#### Tugas Anda
(A) Menurut kutipan halaman tentang minat baca, lewat proses apa minat baca ditanamkan?
(B) Dalam kutipan halaman tentang minat baca, sebutkan semua contoh "lembaga-lembaga" (aparratus) yang dipotret.
(C) Tuliskan lanjutan kutipan halaman tentang minat baca, mulai setelah kalimat terakhir yang tercantum.

#### Kutipan Halaman

+ + +

Berangkat dari pemahaman seperti itu dan dari data (FGD, Wawancara, dan Studi Uteratur) maka pertama kami menempatkan kata Minat Baca pada posisi dengan tanda petik. Karena tidak seperti kata "minat" dalam nalar pasar yang menganggap "minat" hanya berhubungan rating penjualan buku, atau dengan kata lain, sebuah proses linear (pasif) dimana "subjek" berdasarkan kesadarannya berhubungan dengan "objek", dalam hal ini "pembaca" dan "bacaannya", kami memahami "Minat Baca" sebagai hasil dari proses pertemuan antara subjek dengan struktur diluar diri mereka. Atau, seperti yang telah diungkapkan diatas, minat baca ditanamkan lewat proses sosialisasi.
Maka objek yang kami potret yaitu: pertama, adalah gerak-gerik tubuh, mimik muka (gesture) dalam praktik-praktik membaca, dan bahan bacaan yang dibaca di ruang-ruang tertentu. Kedua, adalah “lembaga-lembaga" (aparratus), seperti perpustakaan, sekolah, toko-buku, pusat persebaran buku dan lingkungan sosial dimana "minat" itu dibentuk dan terbentuk untuk kepentingan tertentu. Dan yang ketiga, adalah iklan-iklan buku, kampanye-kampanye minat baca, slogan-slogan, atau propanga lainnya, sebagai salah satu alat sosialisasi dan penanaman ‘minat baca’ kepada masyarakat.
Pemahaman yang berimplikasi pada pemilihan objek foto tersebut tentu tidak seutuh dan serapi seperti ketika dituliskan diatas makalah ini. Pada saat itu, yang kami lakukan adalah perdebatan-perdebatan yang kadang melebar, mengkerut, melabrak kesana-kemari, debat dengan kusir atau tanpa kusir, kadang-kadang bersama-sama kadang-kadang perseorangan, dan disela-sela perbicangan dan perdebatan itu, pemotretan terus berjalan. Hasil FGD, wawancara, dan studi literatur (yang sebagian belum selesai atau tertata rapi) bisa dikatakan lebih bersifat "tentatif", penuntun, atau pengarah saja, bagi sang fotografer yang juga mempunyai pemikiran sendiri. Kondisi yang sedemikian rupa, tanpa alur dan skenario yang tidak terlalu ketat, justru memberi peluang untuk memperoleh apa yang luput kami perhatian.

+ + +

#### Cuplikan Data
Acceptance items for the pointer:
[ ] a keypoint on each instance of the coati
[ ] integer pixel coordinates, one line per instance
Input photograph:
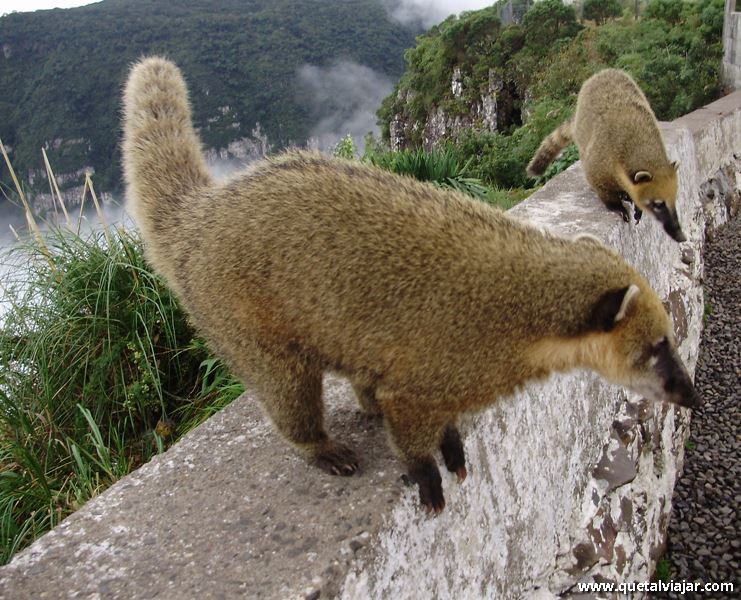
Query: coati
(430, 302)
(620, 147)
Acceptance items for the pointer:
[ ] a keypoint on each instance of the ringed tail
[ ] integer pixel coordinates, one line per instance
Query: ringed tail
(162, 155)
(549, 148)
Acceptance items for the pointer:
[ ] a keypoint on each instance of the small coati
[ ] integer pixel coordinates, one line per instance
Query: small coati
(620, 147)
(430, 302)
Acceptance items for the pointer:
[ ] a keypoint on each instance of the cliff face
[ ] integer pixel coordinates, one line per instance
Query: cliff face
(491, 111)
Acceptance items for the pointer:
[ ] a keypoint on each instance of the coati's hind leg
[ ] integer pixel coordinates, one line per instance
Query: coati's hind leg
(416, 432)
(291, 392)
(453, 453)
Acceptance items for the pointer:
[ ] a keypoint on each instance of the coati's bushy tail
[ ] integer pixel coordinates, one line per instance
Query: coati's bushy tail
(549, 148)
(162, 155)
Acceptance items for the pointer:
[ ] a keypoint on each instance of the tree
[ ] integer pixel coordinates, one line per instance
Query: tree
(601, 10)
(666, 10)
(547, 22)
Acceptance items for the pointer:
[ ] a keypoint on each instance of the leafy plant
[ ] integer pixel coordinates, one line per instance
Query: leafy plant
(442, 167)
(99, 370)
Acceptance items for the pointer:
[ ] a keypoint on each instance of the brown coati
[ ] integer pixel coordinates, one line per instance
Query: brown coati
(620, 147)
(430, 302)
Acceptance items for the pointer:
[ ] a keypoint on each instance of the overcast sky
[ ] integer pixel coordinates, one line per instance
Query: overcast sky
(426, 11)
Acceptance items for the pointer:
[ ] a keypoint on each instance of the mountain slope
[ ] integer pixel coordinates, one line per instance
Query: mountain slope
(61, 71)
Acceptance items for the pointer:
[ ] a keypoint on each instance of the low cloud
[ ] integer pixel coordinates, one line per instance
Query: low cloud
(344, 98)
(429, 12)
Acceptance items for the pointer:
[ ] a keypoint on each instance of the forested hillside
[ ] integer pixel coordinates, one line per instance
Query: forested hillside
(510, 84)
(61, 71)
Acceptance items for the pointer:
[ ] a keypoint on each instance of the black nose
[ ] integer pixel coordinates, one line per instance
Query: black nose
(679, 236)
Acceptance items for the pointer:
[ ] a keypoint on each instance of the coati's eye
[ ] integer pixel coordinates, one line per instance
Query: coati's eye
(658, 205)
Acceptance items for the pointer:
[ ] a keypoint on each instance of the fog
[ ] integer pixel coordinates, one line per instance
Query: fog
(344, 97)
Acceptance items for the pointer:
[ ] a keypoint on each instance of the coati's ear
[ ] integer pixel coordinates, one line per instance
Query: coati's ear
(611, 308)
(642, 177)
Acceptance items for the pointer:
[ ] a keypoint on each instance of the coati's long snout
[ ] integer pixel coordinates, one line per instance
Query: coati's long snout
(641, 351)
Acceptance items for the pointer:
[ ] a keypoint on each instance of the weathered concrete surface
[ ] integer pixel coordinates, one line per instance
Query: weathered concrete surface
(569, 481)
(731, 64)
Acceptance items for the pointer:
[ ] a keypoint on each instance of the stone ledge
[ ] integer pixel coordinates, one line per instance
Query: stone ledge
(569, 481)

+ + +

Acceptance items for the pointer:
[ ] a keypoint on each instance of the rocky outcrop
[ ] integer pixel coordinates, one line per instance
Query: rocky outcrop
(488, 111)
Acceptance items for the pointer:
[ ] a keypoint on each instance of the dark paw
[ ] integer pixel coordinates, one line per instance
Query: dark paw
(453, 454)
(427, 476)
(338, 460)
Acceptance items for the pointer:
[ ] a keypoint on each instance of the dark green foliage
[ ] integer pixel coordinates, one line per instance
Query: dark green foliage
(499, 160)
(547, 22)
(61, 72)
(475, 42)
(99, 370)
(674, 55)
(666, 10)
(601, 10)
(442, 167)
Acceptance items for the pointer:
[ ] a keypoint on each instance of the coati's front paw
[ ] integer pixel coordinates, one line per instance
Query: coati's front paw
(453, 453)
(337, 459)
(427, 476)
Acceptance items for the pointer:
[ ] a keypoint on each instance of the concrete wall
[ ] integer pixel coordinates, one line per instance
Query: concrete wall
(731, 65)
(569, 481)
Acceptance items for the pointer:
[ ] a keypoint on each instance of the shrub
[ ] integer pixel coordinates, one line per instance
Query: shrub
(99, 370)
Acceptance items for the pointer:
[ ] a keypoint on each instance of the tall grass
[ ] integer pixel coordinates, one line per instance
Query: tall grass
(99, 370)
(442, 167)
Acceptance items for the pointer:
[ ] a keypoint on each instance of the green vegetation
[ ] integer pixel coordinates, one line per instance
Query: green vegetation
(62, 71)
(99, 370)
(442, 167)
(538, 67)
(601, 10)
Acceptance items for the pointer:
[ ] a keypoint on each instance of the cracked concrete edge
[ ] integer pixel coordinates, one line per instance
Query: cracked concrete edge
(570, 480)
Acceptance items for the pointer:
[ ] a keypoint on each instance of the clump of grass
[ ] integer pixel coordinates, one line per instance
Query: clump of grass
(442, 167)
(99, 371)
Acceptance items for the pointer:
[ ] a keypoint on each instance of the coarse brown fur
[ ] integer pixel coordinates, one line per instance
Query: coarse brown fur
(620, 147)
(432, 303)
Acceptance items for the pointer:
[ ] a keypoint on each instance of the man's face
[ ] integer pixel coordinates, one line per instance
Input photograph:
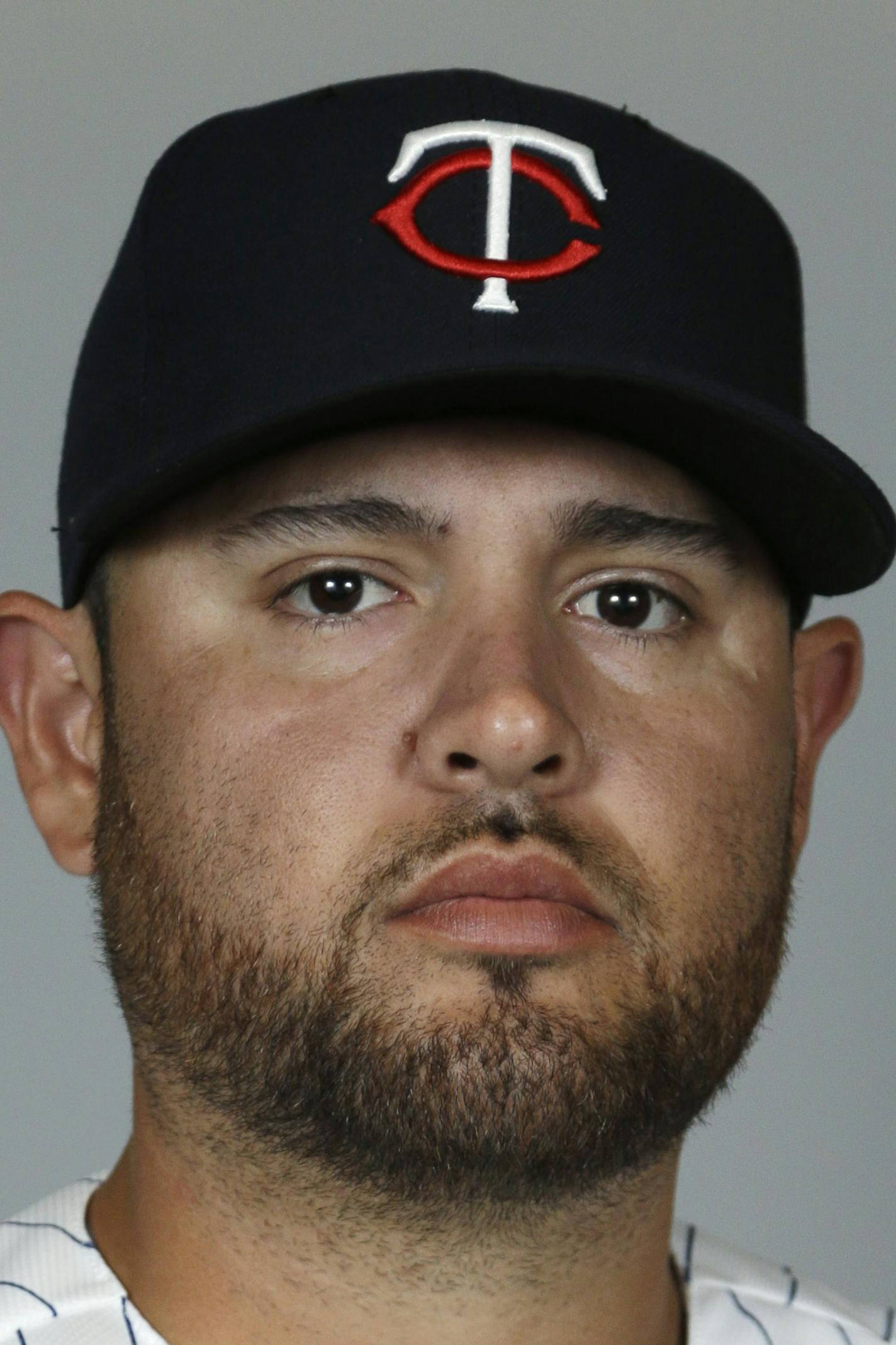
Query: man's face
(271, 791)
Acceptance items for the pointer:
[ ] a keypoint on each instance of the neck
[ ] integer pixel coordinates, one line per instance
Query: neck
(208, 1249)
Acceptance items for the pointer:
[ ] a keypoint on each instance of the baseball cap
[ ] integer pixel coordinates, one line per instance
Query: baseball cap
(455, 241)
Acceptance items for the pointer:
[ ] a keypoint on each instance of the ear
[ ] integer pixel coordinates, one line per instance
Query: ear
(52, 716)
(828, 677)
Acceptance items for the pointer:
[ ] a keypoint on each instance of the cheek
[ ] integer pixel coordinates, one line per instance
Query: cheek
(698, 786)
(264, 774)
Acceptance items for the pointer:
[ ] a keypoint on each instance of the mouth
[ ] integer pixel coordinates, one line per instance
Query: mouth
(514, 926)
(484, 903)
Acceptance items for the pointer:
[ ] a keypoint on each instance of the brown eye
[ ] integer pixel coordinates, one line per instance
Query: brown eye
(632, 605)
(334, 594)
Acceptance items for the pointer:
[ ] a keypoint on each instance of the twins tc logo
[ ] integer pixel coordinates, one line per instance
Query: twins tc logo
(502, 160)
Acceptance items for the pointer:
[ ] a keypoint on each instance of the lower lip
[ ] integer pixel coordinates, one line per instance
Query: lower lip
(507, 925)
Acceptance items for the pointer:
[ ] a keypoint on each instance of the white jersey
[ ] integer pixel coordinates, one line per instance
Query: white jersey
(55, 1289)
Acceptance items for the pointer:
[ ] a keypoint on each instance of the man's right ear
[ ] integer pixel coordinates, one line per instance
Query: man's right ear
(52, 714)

+ + +

#### Jawaban per Tugas
(A) Lewat proses sosialisasi.

(B) Perpustakaan, sekolah, toko-buku, pusat persebaran buku, dan lingkungan sosial.

(C)
Berhubungan dengan proses pemotretan tersebut, pada saat pameran muncul pertanyaan dari salah seorang penonton pameran, terutama ketika melihat foto seorang laki-laki gondrong membaca buku sambil tiduran dengan nikmat (sisipkan fotonya!), adalah :“foto ini rekayasa apa bukan, mas?” . Kemudian saya mencoba menegaskan apa yang dia maksudkan dengan kata “rekayasa” karena menurut saya, seluruh foto ini adalah hasil rekayasa mekanis dan kimiawi. Ternyata si penonton itu mempertanyakan, apakah foto itu dibuat dengan cara “mencuri-curi” atau si Gondrong di suruh untuk ber”pose” sedemikian rupa. Kalau itu yang dia maksudkan, maka saya mengatakan bahwa foto itu diambil dengan cara “mencuri-curi”, si objek tidak tahu kalau dirinya difoto. Namun kemudian saya menunjukan foto yang lain, foto seorang laki-laki tengah duduk selonjor diatas sebuah bangku dan membaca buku “Aksi Massa”-nya Tan Malaka dan memakai T-Shirt dengan gambar yang sama dengan buku yang dia baca (“Aksi massa” Tan Malaka) (sisipkan fotonya). Saya katakan bahwa foto itu adalah hasil “rekayasa”, dalam pengertian dia adalah seorang model yang kita minta untuk berpose. Namun, “pose” yang saya maksudkan adalah bukanlah pose yang “pasif” dalam pengertian tingkah laku dari sebuah target pemotretan, atau teknik tertentu dari si operator, melainkan sebuah “inntensi” atau “kehendak” dari sebuah “pembacaan” : melihat pada sebuah foto (Barthes,1981:78). Pada kasus foto pembaca “Aksi Massa” ini, kami ingin memancing “pembacaan” bahwa praktek membaca adalah proses “konsumsi” seperti halnya mengenakan T-shirt dengan gambar serupa. penafsiran (pembacaan) bahwa membaca adalah sebuah kegiatan ‘”konsumtif” ini kami peroleh dari data lapangan, lalu kami mencoba mencari atau membuat “pose” yang sedemikian rupa.
Maka dalam pengertian “pose” ini permasalahan mengenai foto yang “baik” adalah foto yang “alami”, “mencuri-curi”, atau sebuah “snaps shots”, dan foto yang “jelek” adalah hasil “rekayasa” dengan menggunakan model, menjadi tidak lagi relevan. Karena keberhasilan foto bukan pada bagaimana foto itu bisa meniru realitas , tapi bagaimana foto itu berperan dalam realitas, lewat proses “pembacaan”.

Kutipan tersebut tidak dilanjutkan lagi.